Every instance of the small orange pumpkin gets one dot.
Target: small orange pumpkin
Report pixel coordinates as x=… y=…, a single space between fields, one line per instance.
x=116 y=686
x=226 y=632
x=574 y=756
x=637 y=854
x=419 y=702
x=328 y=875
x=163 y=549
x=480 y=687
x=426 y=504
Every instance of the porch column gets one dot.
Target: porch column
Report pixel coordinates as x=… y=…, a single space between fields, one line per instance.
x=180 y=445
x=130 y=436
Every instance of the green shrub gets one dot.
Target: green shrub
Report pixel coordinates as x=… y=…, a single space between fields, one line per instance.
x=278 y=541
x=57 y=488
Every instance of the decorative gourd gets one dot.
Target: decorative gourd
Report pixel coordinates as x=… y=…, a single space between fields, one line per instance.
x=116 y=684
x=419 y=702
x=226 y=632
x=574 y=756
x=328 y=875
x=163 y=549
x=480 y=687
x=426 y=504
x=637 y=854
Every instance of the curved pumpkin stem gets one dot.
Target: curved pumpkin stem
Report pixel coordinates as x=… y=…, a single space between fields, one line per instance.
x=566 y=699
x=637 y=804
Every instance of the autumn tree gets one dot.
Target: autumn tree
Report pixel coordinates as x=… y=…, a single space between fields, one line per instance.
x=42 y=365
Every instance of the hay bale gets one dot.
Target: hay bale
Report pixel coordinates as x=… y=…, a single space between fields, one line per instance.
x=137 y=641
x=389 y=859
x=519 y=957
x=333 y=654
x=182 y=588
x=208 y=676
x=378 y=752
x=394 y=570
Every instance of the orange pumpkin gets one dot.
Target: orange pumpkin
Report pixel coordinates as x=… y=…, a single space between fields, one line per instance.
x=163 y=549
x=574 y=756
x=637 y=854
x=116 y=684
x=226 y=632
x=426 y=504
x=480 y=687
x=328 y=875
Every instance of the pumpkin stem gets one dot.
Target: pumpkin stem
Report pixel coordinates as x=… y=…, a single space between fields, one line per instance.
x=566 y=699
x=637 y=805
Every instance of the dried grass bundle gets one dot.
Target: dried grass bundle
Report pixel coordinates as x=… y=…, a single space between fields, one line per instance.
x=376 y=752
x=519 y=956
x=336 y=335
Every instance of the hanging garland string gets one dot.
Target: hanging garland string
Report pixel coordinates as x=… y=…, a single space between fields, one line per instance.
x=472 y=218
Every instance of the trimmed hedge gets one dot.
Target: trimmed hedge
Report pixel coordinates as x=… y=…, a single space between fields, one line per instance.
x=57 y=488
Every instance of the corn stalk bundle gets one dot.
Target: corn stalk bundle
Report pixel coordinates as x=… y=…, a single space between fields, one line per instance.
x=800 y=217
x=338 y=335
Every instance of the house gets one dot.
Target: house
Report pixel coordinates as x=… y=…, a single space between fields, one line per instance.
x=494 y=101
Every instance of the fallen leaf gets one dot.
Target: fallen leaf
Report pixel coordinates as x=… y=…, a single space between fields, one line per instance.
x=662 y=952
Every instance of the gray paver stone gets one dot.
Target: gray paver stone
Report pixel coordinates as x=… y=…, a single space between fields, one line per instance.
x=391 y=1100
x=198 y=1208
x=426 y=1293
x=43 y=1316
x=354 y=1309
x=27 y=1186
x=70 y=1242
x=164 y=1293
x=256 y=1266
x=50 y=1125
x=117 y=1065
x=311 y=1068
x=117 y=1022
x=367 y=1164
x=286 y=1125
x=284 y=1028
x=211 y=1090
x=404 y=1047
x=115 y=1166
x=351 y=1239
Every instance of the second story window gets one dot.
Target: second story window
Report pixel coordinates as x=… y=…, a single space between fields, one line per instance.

_ _ _ _

Your task is to restate, word for word, only those lines above that fall between the line holding "Target: small orange pumpkin" and the line holding "Target: orange pumpkin", inclusive.

Task result -
Target: small orange pumpkin
Report pixel coordinates as x=… y=…, a single space between fields, one line per instance.
x=116 y=686
x=226 y=632
x=574 y=756
x=637 y=854
x=419 y=702
x=328 y=875
x=163 y=549
x=480 y=687
x=426 y=504
Every instance of the porch column gets one dot.
Target: porch column
Report pixel coordinates as x=… y=…, a single space between fields, one line per instance.
x=180 y=445
x=130 y=436
Every instance of the green shrub gets one dot.
Target: green shrub
Report pixel coordinates as x=… y=…, a single space between fields, one line per instance.
x=278 y=541
x=57 y=488
Every instance of the decorative gourd gets one dot.
Target: decorative gourd
Report pixel coordinates as x=… y=…, a single space between fields, one line per instance.
x=116 y=684
x=419 y=702
x=226 y=632
x=574 y=756
x=328 y=875
x=163 y=549
x=480 y=687
x=426 y=504
x=637 y=854
Every instance of the curved pumpkin stem gets one dot.
Target: curved pumpkin stem
Report pixel coordinates as x=… y=…, a single space between fields, one line per instance.
x=566 y=699
x=637 y=804
Every instance of the autumn tree gets one dot.
Target: autumn tree
Report pixel coordinates as x=… y=…, a single space between fields, one line per instance.
x=42 y=365
Every instance of the hay bale gets one dot.
Target: hay bale
Report pixel coordinates as x=… y=…, a single space between fields, one line per instance.
x=137 y=641
x=389 y=859
x=519 y=957
x=333 y=654
x=182 y=588
x=208 y=676
x=378 y=752
x=394 y=570
Every instance of the orange pumpkin gets one dot.
Target: orange pumpkin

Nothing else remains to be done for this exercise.